• ТЕКСТ ДЛЯ ЧТЕНИЯ
Наша первая революция. Часть II | страница 72



«Крайние партии, – говорит уже цитированная нами ноябрьская записка Витте, – приобрели силу потому, что, резко критикуя каждое действие правительства, они слишком часто оказывались правыми. Эти партии потеряли бы значительную часть своего престижа, если бы массы тотчас по распубликовании манифеста увидели, что правительство действительно решило пойти по новому, начертанному в манифесте пути, и что оно идет по нему. К сожалению, случилось совершенно обратное, и крайние партии имели еще раз случай – важность которого почти невозможно оценить – гордиться тем, что они, и только они, правильно оценили значение обещаний правительства».

В ноябре, как показывает записка, Витте это начал понимать. Но он не имел возможности применить к делу свое понимание. Написанная по его поручению для царя записка осталась неиспользованной>{16}.

Беспомощно барахтаясь, Витте отныне лишь тащился на буксире контрреволюции.

• СТРОКИ СПИСКА
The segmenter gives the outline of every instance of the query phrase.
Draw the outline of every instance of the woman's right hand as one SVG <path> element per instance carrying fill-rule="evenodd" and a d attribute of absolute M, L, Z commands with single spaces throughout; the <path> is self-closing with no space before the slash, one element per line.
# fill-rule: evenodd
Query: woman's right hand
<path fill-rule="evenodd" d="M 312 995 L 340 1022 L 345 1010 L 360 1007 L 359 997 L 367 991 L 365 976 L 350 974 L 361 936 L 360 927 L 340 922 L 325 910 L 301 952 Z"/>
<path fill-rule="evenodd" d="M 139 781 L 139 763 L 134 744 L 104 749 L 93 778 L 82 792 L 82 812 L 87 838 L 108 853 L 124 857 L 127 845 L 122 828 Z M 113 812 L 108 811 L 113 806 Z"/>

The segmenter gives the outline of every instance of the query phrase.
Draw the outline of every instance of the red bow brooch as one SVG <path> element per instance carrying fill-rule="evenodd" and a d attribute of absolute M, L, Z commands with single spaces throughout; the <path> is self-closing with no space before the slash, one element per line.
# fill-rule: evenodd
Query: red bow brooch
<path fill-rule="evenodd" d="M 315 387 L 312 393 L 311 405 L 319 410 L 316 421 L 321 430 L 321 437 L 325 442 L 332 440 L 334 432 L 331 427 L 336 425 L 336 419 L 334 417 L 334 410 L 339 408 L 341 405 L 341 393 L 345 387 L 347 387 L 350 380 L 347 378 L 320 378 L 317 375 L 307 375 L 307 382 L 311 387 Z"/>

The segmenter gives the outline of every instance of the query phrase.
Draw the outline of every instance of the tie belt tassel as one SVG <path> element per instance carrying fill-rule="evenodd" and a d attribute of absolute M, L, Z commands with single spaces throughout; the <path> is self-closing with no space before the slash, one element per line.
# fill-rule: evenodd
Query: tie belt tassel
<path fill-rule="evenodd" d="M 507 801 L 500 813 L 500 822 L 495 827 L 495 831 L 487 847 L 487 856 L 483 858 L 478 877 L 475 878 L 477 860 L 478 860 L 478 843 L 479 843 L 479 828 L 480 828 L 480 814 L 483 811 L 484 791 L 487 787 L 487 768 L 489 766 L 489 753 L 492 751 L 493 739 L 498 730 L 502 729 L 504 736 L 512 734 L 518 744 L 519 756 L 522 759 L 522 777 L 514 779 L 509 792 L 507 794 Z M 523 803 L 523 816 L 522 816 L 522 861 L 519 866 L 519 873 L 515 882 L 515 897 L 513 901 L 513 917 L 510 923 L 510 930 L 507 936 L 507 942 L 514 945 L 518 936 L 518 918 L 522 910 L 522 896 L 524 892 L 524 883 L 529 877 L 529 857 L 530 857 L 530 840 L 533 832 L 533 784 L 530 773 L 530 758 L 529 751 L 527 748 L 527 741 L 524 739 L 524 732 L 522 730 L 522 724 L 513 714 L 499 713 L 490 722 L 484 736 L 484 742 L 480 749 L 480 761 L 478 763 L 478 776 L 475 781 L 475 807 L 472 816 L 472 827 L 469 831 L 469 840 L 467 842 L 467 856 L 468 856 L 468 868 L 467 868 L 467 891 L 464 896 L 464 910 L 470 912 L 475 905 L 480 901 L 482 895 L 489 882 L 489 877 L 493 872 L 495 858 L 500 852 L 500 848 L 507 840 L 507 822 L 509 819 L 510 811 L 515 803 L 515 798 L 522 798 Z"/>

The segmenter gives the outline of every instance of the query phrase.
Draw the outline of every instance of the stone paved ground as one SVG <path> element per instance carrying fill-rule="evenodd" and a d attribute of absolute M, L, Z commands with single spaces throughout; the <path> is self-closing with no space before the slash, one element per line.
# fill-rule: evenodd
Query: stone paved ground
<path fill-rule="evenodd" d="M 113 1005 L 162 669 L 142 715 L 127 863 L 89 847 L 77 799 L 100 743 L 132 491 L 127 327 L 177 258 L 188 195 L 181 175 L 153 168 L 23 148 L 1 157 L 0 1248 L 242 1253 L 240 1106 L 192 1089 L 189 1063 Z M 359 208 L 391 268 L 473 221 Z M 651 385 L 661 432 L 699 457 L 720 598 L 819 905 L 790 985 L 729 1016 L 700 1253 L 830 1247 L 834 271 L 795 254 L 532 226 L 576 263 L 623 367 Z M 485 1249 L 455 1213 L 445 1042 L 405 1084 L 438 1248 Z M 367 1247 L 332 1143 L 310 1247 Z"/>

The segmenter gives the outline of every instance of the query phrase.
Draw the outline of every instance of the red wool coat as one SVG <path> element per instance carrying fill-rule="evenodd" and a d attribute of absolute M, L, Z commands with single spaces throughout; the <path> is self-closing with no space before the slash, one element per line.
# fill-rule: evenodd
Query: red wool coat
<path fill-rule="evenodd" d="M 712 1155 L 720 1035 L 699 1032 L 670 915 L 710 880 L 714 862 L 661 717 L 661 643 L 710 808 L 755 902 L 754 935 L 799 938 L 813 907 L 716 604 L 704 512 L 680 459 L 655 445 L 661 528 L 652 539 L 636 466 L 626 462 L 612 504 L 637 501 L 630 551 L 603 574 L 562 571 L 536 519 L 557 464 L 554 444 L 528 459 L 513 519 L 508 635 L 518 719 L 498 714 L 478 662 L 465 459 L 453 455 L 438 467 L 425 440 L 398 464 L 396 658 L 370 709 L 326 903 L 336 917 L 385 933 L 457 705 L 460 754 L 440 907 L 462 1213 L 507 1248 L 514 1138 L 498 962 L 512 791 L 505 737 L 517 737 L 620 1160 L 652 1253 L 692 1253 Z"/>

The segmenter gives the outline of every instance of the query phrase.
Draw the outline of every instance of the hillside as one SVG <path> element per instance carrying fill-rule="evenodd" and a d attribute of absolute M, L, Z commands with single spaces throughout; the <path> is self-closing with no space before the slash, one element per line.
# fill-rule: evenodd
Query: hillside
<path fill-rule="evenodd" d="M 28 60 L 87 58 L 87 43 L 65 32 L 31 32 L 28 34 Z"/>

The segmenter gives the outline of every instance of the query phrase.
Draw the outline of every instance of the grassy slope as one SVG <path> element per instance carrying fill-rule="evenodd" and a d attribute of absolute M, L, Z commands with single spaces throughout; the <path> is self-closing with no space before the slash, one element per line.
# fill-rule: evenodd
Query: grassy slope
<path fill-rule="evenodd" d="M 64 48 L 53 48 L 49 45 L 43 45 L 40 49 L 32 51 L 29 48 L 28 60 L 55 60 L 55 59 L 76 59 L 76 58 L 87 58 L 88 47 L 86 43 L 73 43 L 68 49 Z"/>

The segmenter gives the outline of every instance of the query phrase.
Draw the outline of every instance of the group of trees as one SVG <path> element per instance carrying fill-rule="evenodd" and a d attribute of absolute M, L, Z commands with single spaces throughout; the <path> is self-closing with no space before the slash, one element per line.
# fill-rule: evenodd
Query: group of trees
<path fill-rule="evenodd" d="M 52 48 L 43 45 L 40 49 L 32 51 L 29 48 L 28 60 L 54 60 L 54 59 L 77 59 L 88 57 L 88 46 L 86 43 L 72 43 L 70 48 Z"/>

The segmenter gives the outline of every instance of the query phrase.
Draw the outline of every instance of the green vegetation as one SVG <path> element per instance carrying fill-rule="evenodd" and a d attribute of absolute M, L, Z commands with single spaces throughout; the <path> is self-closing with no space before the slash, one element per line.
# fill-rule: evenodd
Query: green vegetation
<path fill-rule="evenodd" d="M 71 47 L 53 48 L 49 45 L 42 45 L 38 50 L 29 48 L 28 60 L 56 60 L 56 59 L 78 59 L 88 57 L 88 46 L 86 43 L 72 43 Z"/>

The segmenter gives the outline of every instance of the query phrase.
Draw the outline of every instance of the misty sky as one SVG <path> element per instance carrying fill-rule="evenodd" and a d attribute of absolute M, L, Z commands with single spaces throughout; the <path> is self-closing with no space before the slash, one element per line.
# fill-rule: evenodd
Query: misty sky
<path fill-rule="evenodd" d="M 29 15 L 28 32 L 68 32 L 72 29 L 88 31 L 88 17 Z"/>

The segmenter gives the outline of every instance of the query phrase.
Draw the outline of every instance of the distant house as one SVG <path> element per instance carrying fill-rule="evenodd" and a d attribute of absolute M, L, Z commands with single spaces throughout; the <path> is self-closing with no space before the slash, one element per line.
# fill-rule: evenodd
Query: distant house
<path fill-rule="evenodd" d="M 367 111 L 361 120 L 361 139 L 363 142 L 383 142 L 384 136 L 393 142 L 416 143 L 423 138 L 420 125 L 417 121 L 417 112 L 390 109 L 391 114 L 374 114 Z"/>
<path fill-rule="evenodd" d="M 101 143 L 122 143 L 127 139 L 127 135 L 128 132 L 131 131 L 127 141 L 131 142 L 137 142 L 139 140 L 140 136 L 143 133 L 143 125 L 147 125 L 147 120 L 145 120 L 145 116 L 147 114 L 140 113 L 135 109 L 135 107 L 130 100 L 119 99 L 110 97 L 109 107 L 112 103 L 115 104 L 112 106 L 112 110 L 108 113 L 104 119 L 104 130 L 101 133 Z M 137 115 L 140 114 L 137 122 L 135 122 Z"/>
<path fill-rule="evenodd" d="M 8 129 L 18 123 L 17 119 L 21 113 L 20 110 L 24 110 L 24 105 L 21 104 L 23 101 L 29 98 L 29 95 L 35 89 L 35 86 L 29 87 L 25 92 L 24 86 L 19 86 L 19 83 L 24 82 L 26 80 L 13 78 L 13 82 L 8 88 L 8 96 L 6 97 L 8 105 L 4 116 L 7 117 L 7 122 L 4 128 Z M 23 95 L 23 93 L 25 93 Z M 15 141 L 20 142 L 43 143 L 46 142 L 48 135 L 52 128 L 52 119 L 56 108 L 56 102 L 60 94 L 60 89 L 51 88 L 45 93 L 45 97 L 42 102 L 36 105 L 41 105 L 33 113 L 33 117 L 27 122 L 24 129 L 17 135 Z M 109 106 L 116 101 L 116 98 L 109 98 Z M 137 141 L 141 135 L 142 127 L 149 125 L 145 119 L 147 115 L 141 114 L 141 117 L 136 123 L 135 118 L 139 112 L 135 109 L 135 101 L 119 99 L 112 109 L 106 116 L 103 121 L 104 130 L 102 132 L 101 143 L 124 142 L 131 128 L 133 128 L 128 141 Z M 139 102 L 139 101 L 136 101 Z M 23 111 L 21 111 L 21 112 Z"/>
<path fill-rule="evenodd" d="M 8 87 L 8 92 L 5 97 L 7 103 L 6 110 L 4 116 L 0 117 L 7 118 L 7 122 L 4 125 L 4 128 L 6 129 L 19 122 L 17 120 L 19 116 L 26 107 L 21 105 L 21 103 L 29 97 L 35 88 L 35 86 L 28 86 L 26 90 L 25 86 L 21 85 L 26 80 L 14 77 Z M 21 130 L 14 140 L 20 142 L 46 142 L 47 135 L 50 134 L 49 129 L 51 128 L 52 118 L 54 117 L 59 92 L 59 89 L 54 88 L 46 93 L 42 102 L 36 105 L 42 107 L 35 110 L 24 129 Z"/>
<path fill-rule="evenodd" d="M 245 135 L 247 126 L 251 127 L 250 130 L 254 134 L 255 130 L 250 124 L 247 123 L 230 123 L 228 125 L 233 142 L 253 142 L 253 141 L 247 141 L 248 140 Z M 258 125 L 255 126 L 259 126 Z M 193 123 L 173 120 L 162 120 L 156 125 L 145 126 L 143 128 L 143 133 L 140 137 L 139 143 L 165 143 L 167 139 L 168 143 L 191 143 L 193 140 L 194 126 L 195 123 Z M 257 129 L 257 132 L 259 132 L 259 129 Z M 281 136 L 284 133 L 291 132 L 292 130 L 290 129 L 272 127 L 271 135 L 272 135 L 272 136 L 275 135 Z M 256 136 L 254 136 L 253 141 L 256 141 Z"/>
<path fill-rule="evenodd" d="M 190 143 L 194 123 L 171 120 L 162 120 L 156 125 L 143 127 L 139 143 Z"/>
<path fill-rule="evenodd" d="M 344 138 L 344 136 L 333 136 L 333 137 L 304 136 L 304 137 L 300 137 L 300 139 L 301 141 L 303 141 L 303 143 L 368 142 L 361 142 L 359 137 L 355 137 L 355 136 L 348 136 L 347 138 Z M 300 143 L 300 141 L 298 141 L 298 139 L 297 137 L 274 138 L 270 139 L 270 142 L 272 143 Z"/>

• ЗАДАНИЯ
A: Исправьте в тексте о Витте отрывок от слов «В ноябре, как» до слов «на буксире контрреволюции.»: поставьте «граф Витте» вместо «Витте».
B: Перескажите короче абзац текста о Витте, который начинается словами «Крайние партии», и сохраните его главные факты.
C: Допишите продолжение текста о Витте после его последнего предложения.

• ОТВЕТЫ
A:
В ноябре, как показывает записка, граф Витте это начал понимать. Но он не имел возможности применить к делу свое понимание. Написанная по его поручению для царя записка осталась неиспользованной>{16}.

Беспомощно барахтаясь, граф Витте отныне лишь тащился на буксире контрреволюции.

B: Ноябрьская записка Витте объясняет, откуда взялась сила крайних партий. Они резко критиковали каждое действие правительства и слишком часто оказывались правы. Партии потеряли бы большую часть престижа, если бы народ сразу после выхода манифеста увидел, что правительство на деле пошло по обещанному в нем новому пути. Но случилось обратное. Крайние партии снова могли гордиться тем, что только они верно оценили обещания правительства.

C:
Еще 6 ноября собрался в Москве земский съезд, чтоб определить отношение либеральной оппозиции к правительству. Настроение было колеблющимся, с несомненным, однако, уклоном вправо. Правда, раздавались радикальные голоса. Говорилось, что «бюрократия способна не к творчеству, а лишь к разрушению»; что созидательную силу нужно искать в «могучем рабочем движении, давшем манифест 17 октября»; что «мы не хотим пожалованной конституции и примем ее лишь из рук русского народа». Родичев, питающий непреодолимое пристрастие к ложно-классическому стилю, восклицал: «Или всеобщее прямое избирательное право – или Думы не будет!». Но, с другой стороны, на самом же съезде было заявлено: «Аграрные беспорядки, забастовки, – все это порождает испуг; испугался капитал, испугались состоятельные люди, берут деньги в банках и уезжают за границу». «Глумятся над учреждением сатрапий как средством борьбы с аграрными беспорядками, – возвышались отрезвляющие помещичьи голоса, – но пусть укажут конституционное средство против такого явления». «Лучше идти на какие угодно компромиссы, чем обострять борьбу»… «Пора остановиться, – восклицал впервые выступивший здесь на политическую арену Гучков, – мы своими руками подкладываем хворост в костер, который сожжет нас всех».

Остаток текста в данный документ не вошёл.